**Exercise**
Pictures should not appear in the copy; the records themselves must be written out exactly.

- Opening Delimiter -

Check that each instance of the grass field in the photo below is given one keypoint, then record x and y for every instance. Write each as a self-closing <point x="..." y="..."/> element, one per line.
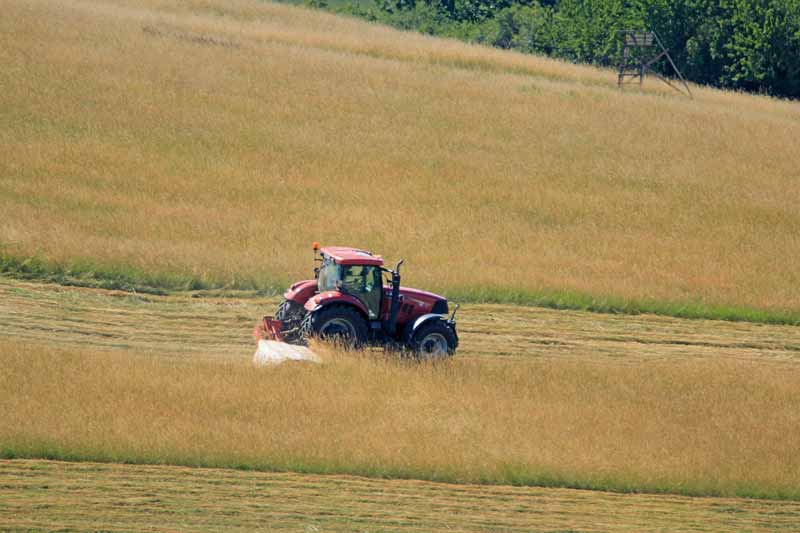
<point x="652" y="405"/>
<point x="80" y="496"/>
<point x="207" y="144"/>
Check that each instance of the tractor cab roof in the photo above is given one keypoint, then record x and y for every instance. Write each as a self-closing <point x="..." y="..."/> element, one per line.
<point x="351" y="256"/>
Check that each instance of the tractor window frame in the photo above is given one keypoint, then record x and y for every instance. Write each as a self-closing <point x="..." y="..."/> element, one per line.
<point x="368" y="291"/>
<point x="329" y="276"/>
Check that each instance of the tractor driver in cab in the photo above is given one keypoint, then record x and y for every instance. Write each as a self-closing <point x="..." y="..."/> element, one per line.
<point x="363" y="282"/>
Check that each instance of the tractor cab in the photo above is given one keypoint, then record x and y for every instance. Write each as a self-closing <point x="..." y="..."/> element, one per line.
<point x="349" y="301"/>
<point x="353" y="272"/>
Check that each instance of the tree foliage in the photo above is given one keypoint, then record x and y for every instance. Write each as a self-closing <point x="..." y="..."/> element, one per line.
<point x="752" y="45"/>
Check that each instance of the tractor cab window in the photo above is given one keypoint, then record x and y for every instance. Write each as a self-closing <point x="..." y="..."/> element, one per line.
<point x="365" y="283"/>
<point x="329" y="275"/>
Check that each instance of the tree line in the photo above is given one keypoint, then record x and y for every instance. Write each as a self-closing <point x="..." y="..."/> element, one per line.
<point x="750" y="45"/>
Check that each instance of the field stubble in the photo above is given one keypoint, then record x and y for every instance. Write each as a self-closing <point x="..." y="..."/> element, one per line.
<point x="45" y="495"/>
<point x="209" y="143"/>
<point x="644" y="404"/>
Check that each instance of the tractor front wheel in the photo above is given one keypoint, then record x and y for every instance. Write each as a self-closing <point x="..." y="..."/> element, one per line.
<point x="291" y="314"/>
<point x="433" y="340"/>
<point x="340" y="324"/>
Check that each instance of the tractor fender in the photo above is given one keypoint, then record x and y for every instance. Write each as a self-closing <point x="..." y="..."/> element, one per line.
<point x="326" y="298"/>
<point x="412" y="327"/>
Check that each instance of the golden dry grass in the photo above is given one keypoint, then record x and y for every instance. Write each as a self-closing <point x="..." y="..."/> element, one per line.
<point x="183" y="325"/>
<point x="45" y="495"/>
<point x="217" y="139"/>
<point x="705" y="427"/>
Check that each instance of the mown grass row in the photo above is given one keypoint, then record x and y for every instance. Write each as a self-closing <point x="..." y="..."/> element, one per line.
<point x="207" y="144"/>
<point x="693" y="427"/>
<point x="87" y="274"/>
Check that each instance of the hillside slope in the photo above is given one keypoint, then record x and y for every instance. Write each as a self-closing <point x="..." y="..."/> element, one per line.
<point x="211" y="142"/>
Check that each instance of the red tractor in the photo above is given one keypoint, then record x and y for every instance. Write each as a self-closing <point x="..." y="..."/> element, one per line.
<point x="349" y="302"/>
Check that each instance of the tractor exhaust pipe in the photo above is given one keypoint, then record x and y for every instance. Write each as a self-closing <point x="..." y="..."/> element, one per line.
<point x="391" y="325"/>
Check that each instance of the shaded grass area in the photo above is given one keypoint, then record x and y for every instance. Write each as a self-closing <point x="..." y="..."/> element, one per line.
<point x="45" y="494"/>
<point x="128" y="278"/>
<point x="691" y="427"/>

- Closing Delimiter -

**Your solution**
Check that each instance of the grass field in the photo below is given one keypoint, then record x and y for every instance. Write each as a self-closing <point x="..." y="..."/> element, one per line.
<point x="652" y="405"/>
<point x="80" y="496"/>
<point x="207" y="144"/>
Check that each instance of the tractor cab roof in the photo above is given one keypoint, then record x and y for every instance. Write each as a self-closing <point x="..." y="..."/> element, one per line.
<point x="351" y="256"/>
Check that each instance of the tractor window frame in the photo above is given one keypoint, then record x and y for every instance. Write each as a self-closing <point x="..." y="..."/> element, one per line.
<point x="368" y="291"/>
<point x="329" y="276"/>
Check that each instance of the tractor driver in cab in the photo above is given one keypoint, then record x and y for every instance. Write each as a self-closing <point x="..." y="..."/> element, one per line.
<point x="363" y="282"/>
Check that each instance of the tractor cab in the photo above is given one keypoint, then record x and y for every instance. Write each as a self-closing <point x="..." y="..."/> element, one per line.
<point x="349" y="301"/>
<point x="353" y="272"/>
Check that each instance of the tree foliage in the photo above is given one keypoint, then record x and y for every instance. Write each as a self-closing <point x="..." y="..."/> element, one per line.
<point x="752" y="45"/>
Check that each instance of the tractor cab window in the photo above is given one keypoint, then record x and y for every instance. Write each as a self-closing <point x="..." y="..."/> element, one per line.
<point x="365" y="283"/>
<point x="329" y="275"/>
Check that each instance of the tree line in the photo above is given one keypoint, then record x and y for every instance. Write each as a self-closing <point x="..." y="..."/> element, one per line.
<point x="750" y="45"/>
Check that each instance of the field stubble in the photo above is given one keypoint, then record x and y for every instance. Write each as a self-closing <point x="..." y="..."/> element, one per line.
<point x="45" y="495"/>
<point x="209" y="143"/>
<point x="644" y="404"/>
Check that each instance of the tractor front wheel in the photo above is given one keypoint, then record x and y for every instance. Write each as a self-closing <point x="..." y="..."/> element, one per line.
<point x="291" y="314"/>
<point x="433" y="340"/>
<point x="340" y="324"/>
Check that each instance of the tractor fender in the photo above is given one keypoint, then record x and y for every instance. Write each as a self-closing <point x="..." y="..."/> element, one per line.
<point x="326" y="298"/>
<point x="412" y="327"/>
Check that each instance of the golden dry grass in the photo above is given one keypoint, then record x and y for every instance. Write each as a self-closing <point x="..." y="..."/> element, one per line.
<point x="183" y="325"/>
<point x="45" y="495"/>
<point x="217" y="139"/>
<point x="705" y="427"/>
Check that each instance of the mown grass row in the photo above is given one keypoint, then record x and y for every instance. Write each as a self-closing <point x="..." y="..."/> element, one per line.
<point x="207" y="144"/>
<point x="693" y="427"/>
<point x="87" y="274"/>
Check that each instance of the hillside slope in the photo above is given one keypoint, then record x and y for every instance. Write each as a self-closing <point x="..." y="..."/> element, one per line.
<point x="211" y="142"/>
Check that each instance of the red tractor in the photo above is given one keypoint, then record x and y for every instance. Write each as a self-closing <point x="..." y="..."/> element, one per line.
<point x="349" y="302"/>
Check that each instance of the tractor exhaust pipe in the photo above is given one keypoint, then record x and y for every instance. Write each as a self-closing <point x="..." y="..."/> element, one per line.
<point x="391" y="325"/>
Check that each instance of the shaded grass area in the photo above is given one keypoint, then record x and y for every instance. Write each as a self-closing <point x="..." y="..."/> element, one per line.
<point x="45" y="494"/>
<point x="128" y="278"/>
<point x="691" y="427"/>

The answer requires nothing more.